START
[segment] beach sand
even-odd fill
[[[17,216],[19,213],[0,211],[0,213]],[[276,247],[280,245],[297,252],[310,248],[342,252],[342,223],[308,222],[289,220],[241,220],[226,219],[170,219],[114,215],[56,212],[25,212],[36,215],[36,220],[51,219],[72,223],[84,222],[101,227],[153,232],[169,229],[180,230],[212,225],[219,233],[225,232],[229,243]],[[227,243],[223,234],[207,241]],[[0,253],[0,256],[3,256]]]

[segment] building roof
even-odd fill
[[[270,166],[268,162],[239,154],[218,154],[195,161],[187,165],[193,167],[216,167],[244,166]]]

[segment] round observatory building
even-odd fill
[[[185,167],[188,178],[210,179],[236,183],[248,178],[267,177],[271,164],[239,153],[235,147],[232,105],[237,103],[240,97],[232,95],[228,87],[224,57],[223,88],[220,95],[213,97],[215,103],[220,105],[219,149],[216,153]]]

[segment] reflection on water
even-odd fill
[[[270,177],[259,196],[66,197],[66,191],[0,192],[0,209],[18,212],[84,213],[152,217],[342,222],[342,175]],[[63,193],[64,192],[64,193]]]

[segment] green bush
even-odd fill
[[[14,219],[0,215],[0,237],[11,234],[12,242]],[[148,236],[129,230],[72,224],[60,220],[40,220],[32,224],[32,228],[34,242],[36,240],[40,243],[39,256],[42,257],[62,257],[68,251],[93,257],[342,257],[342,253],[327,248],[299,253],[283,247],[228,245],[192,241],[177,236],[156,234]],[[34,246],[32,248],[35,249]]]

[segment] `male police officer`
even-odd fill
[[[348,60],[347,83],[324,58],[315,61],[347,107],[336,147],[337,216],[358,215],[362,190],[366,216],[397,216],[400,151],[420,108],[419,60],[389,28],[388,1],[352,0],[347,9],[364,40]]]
END
Quote all of the items above verbatim, line by line, without changing any character.

[segment] beach sand
even-odd fill
[[[17,216],[19,213],[0,211],[0,213]],[[276,247],[280,245],[297,252],[310,248],[342,252],[342,223],[308,222],[289,220],[241,220],[226,219],[170,219],[114,215],[56,212],[25,212],[36,215],[36,220],[51,219],[72,223],[84,222],[101,227],[153,232],[169,229],[180,230],[212,225],[219,233],[225,232],[229,243]],[[227,243],[223,234],[207,241]],[[0,253],[0,256],[3,256]]]

[segment] building roof
even-odd fill
[[[270,166],[268,162],[239,154],[218,154],[195,161],[187,165],[193,167],[216,167],[244,166]]]

[segment] round observatory building
even-odd fill
[[[185,167],[188,178],[210,179],[236,183],[248,178],[267,177],[271,164],[239,153],[235,147],[232,105],[237,103],[240,97],[232,95],[228,87],[224,57],[223,88],[220,95],[213,97],[215,103],[220,105],[219,149],[216,153]]]

[segment] reflection on water
even-odd fill
[[[270,177],[259,196],[66,197],[66,191],[0,192],[0,209],[18,212],[84,213],[152,217],[342,222],[342,175]],[[63,193],[64,192],[64,193]]]

[segment] green bush
even-odd fill
[[[14,219],[0,215],[0,237],[11,234],[12,242]],[[148,236],[129,230],[72,224],[60,220],[40,220],[32,224],[32,228],[34,242],[36,240],[40,243],[39,256],[42,257],[62,257],[68,251],[93,257],[342,257],[342,253],[327,248],[299,253],[283,247],[228,245],[192,241],[177,236],[156,234]],[[34,246],[32,248],[35,249]]]

[segment] `male police officer`
even-odd fill
[[[348,60],[347,83],[324,58],[315,61],[347,107],[336,147],[337,216],[358,215],[362,190],[366,216],[397,216],[400,151],[420,108],[419,60],[389,28],[388,1],[352,0],[347,9],[364,40]]]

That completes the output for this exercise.